_Extracted records_
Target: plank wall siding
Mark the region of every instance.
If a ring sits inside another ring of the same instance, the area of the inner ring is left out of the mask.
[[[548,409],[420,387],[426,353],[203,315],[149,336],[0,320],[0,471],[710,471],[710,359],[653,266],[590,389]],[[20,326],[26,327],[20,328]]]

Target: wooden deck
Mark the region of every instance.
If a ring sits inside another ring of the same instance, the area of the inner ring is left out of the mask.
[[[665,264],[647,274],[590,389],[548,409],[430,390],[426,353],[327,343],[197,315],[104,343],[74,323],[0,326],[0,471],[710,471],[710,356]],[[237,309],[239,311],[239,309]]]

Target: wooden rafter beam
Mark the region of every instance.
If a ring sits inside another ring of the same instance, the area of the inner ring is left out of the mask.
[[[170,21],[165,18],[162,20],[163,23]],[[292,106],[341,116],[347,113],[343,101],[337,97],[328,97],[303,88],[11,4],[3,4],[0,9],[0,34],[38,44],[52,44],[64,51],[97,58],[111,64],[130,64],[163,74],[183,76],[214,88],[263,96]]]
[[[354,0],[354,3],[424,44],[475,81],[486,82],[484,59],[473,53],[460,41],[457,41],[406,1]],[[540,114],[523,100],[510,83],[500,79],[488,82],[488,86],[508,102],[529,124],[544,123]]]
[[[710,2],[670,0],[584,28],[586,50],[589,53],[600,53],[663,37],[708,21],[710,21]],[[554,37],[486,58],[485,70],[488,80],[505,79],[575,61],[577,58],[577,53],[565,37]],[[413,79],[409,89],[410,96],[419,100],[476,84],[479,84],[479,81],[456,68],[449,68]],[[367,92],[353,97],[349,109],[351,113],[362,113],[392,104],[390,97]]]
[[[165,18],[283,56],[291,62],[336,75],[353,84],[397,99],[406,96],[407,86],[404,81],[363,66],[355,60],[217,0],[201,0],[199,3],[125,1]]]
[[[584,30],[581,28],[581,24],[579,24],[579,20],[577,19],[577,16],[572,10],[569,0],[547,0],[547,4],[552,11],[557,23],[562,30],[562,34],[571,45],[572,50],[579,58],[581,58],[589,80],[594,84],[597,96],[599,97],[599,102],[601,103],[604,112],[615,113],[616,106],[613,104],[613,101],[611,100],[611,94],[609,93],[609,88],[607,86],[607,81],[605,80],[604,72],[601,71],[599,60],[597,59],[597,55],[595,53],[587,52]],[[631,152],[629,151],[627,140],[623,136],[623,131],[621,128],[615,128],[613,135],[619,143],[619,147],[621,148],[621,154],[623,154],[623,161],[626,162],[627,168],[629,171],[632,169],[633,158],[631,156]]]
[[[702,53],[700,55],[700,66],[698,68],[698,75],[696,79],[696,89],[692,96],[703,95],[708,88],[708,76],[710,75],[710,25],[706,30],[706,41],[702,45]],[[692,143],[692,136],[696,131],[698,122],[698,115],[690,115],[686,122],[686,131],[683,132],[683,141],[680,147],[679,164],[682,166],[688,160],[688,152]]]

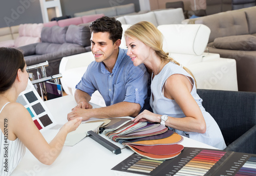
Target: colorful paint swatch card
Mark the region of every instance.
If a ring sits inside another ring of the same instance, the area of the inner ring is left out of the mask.
[[[151,165],[157,161],[159,164]],[[184,147],[176,158],[161,161],[134,153],[112,168],[152,176],[256,175],[255,169],[256,155],[191,147]]]
[[[23,105],[28,110],[41,132],[56,125],[51,113],[30,80],[27,88],[19,94],[16,102]]]

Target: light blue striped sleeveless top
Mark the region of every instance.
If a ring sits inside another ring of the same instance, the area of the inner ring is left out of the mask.
[[[0,114],[9,103],[7,103],[3,106],[0,110]],[[10,141],[8,139],[6,141],[4,135],[1,128],[0,133],[1,133],[0,135],[0,166],[1,166],[0,175],[9,175],[17,167],[24,156],[26,147],[18,138],[14,141]],[[7,161],[6,160],[6,159]]]
[[[193,77],[182,67],[174,62],[166,64],[161,72],[155,76],[151,83],[152,95],[150,98],[150,105],[153,112],[160,115],[167,115],[176,118],[185,117],[185,115],[175,100],[168,99],[162,94],[163,86],[166,79],[171,75],[179,74],[191,78],[193,80],[193,88],[191,91],[193,96],[199,106],[206,123],[206,131],[204,134],[195,132],[183,131],[169,127],[180,135],[203,142],[209,145],[223,149],[226,147],[223,137],[217,123],[202,105],[202,99],[197,93],[197,89]],[[152,95],[154,96],[153,101]],[[186,101],[184,100],[184,101]]]

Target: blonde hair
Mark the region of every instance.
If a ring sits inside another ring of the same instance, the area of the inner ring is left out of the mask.
[[[163,51],[163,34],[152,23],[140,21],[132,26],[124,32],[124,37],[126,36],[133,39],[137,39],[151,48],[162,61],[173,62],[181,66],[180,63],[169,56],[169,53]],[[192,73],[187,68],[183,67],[183,68],[193,77],[196,86],[196,79]]]

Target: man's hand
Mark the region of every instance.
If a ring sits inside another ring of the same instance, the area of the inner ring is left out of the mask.
[[[72,108],[72,111],[73,111],[76,107],[81,108],[82,109],[91,109],[93,108],[93,106],[87,101],[82,101],[79,102],[76,106]]]

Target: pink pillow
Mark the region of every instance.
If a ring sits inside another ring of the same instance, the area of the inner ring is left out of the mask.
[[[57,21],[52,21],[44,24],[44,26],[46,27],[52,27],[54,26],[58,26],[58,22]]]
[[[82,23],[82,18],[80,16],[76,17],[74,18],[59,20],[58,21],[58,24],[59,25],[59,26],[61,27],[68,26],[70,25],[78,25]]]
[[[0,47],[14,47],[14,40],[1,41]]]
[[[89,22],[92,22],[104,16],[104,15],[103,13],[97,14],[96,15],[83,16],[82,16],[82,23],[87,23]]]

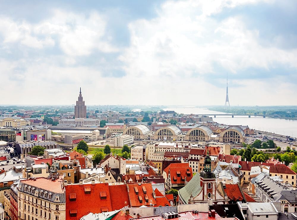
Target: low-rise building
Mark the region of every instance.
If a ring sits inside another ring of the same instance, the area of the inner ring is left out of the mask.
[[[65,219],[62,176],[21,180],[18,193],[19,219]]]
[[[114,146],[116,147],[122,147],[125,144],[131,144],[134,142],[134,136],[133,135],[123,135],[114,137]]]

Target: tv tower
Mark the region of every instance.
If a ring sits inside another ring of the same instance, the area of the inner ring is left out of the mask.
[[[226,101],[225,101],[225,108],[226,108],[227,106],[227,102],[228,102],[228,104],[230,107],[230,103],[229,102],[229,97],[228,96],[228,73],[227,73],[227,89],[226,91]]]

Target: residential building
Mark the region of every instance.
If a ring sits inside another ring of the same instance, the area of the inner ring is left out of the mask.
[[[65,219],[66,204],[62,176],[21,180],[18,193],[18,219]]]
[[[247,220],[277,220],[279,211],[272,202],[237,202]]]
[[[184,187],[193,177],[192,170],[188,163],[171,163],[163,171],[165,189],[179,189]]]
[[[147,145],[148,160],[162,160],[166,152],[188,152],[191,150],[188,144],[180,144],[175,142],[151,143]]]
[[[241,167],[241,170],[244,173],[244,183],[249,183],[251,180],[250,175],[252,167],[264,166],[269,167],[269,176],[279,177],[283,180],[284,182],[287,182],[293,186],[296,187],[297,174],[284,164],[244,161],[240,161],[239,164]]]
[[[134,142],[134,136],[133,135],[123,135],[114,137],[114,146],[116,147],[122,147],[125,144],[131,144]]]
[[[76,104],[74,106],[74,117],[75,118],[87,117],[87,107],[85,105],[85,101],[81,96],[81,88],[80,88],[78,100],[76,101]]]
[[[131,148],[131,159],[143,161],[147,160],[146,158],[146,145],[136,145]]]

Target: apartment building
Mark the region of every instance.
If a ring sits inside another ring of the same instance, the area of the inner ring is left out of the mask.
[[[66,204],[62,176],[21,180],[18,192],[19,219],[65,219]]]

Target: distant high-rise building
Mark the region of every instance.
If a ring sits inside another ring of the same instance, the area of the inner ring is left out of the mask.
[[[87,117],[87,107],[85,105],[85,101],[83,100],[81,96],[81,89],[80,88],[78,100],[76,101],[76,104],[74,106],[75,118]]]
[[[228,75],[227,75],[227,89],[226,91],[226,101],[225,101],[225,108],[228,107],[227,105],[227,103],[228,102],[228,104],[230,107],[230,103],[229,102],[229,97],[228,96]]]

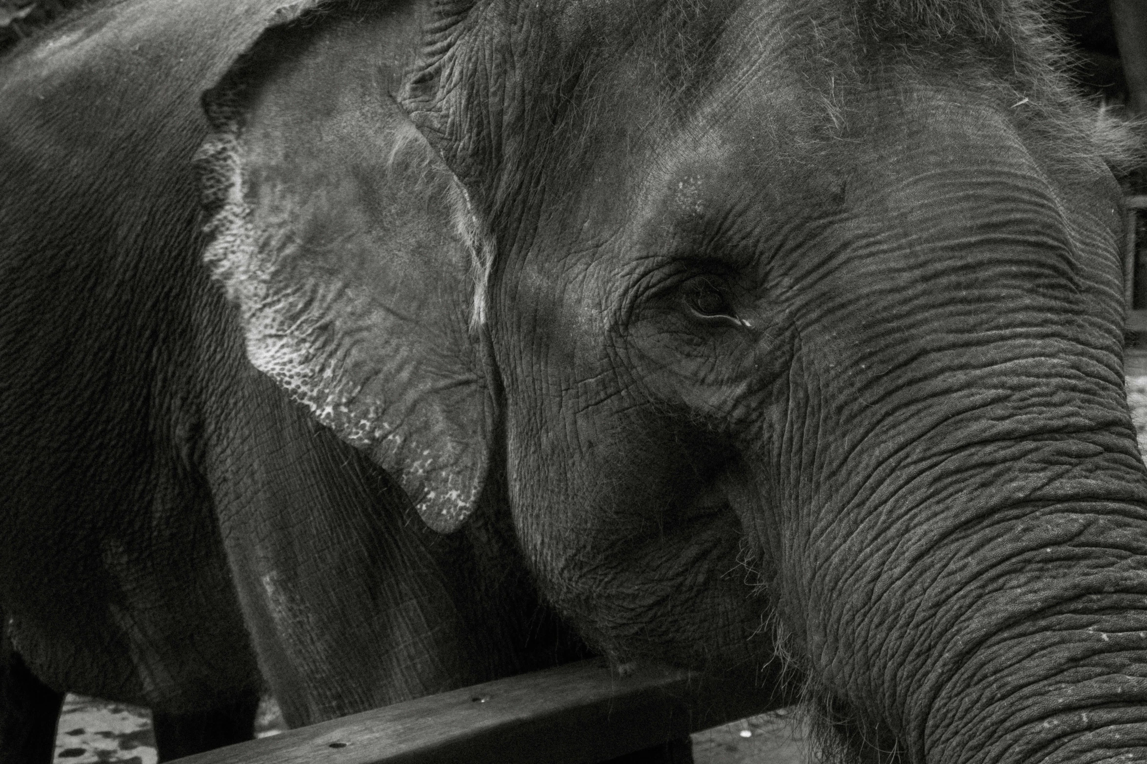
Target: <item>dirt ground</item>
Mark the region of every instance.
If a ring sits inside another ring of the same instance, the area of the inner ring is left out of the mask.
[[[1147,351],[1129,353],[1128,402],[1139,432],[1139,450],[1147,452]],[[273,701],[259,709],[260,738],[282,731]],[[693,735],[697,764],[810,764],[814,761],[804,730],[781,711],[742,719]],[[156,764],[155,739],[147,709],[69,695],[56,737],[57,764]]]
[[[283,728],[274,702],[259,709],[260,738]],[[783,711],[742,719],[693,735],[696,764],[805,764],[798,724]],[[69,695],[60,717],[56,764],[156,764],[151,714],[145,708]]]

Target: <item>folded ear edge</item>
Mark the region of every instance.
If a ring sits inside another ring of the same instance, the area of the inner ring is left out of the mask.
[[[435,530],[450,533],[474,511],[486,482],[492,400],[482,407],[490,407],[485,415],[447,411],[448,426],[458,425],[460,420],[463,425],[470,420],[484,420],[485,424],[478,422],[474,425],[478,432],[470,432],[473,426],[463,426],[466,432],[461,432],[460,436],[439,443],[411,438],[409,433],[375,428],[372,424],[375,418],[372,416],[373,405],[370,413],[364,416],[366,409],[360,405],[361,401],[354,400],[361,385],[342,373],[321,341],[307,341],[307,337],[319,336],[314,326],[309,329],[301,325],[301,322],[280,321],[284,315],[290,318],[298,314],[299,306],[317,297],[307,290],[283,289],[274,259],[268,261],[258,257],[260,249],[268,245],[268,238],[289,237],[290,231],[268,233],[252,223],[252,211],[244,198],[244,111],[260,82],[274,70],[278,56],[282,55],[280,46],[275,45],[275,30],[303,21],[310,22],[323,15],[328,8],[329,3],[313,1],[280,8],[263,34],[203,94],[202,103],[211,133],[196,163],[208,219],[205,230],[212,237],[204,252],[204,260],[216,279],[226,288],[228,297],[240,305],[244,314],[248,354],[253,365],[268,373],[294,400],[306,405],[321,424],[335,430],[343,440],[369,452],[383,468],[397,471],[399,483],[427,525]],[[440,163],[413,124],[409,129]],[[483,255],[491,250],[481,246],[482,237],[477,234],[465,189],[452,175],[451,180],[446,194],[452,211],[451,220],[455,237],[469,253],[470,277],[475,288],[468,334],[477,348],[484,321],[484,286],[489,278],[489,259]],[[272,249],[279,244],[276,241],[270,242]],[[252,306],[257,306],[257,309]],[[268,310],[267,306],[274,309]],[[309,331],[312,334],[309,336]],[[271,338],[270,342],[267,338]],[[483,365],[481,360],[478,365]],[[483,380],[486,370],[474,371],[481,386],[485,388]],[[321,394],[315,395],[314,391],[320,391]],[[484,389],[481,397],[489,399],[489,392]],[[354,404],[346,405],[351,401]],[[458,432],[453,434],[459,435]],[[484,452],[466,456],[459,454],[460,448]],[[420,454],[422,456],[418,456]],[[431,457],[426,457],[427,454]],[[438,464],[445,463],[458,468],[432,468],[431,458]],[[395,464],[396,460],[401,464]]]

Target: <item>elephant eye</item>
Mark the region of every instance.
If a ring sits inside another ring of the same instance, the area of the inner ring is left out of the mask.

_Exercise details_
Print only the lines from the one with "Target: <item>elephant eye</item>" to the end of the records, both included.

_Written solution_
Target: <item>elephant eye</item>
Mark the region of every instance.
If a ring sits inside another ring of the same instance, the area of the inner ring is left out of the mask.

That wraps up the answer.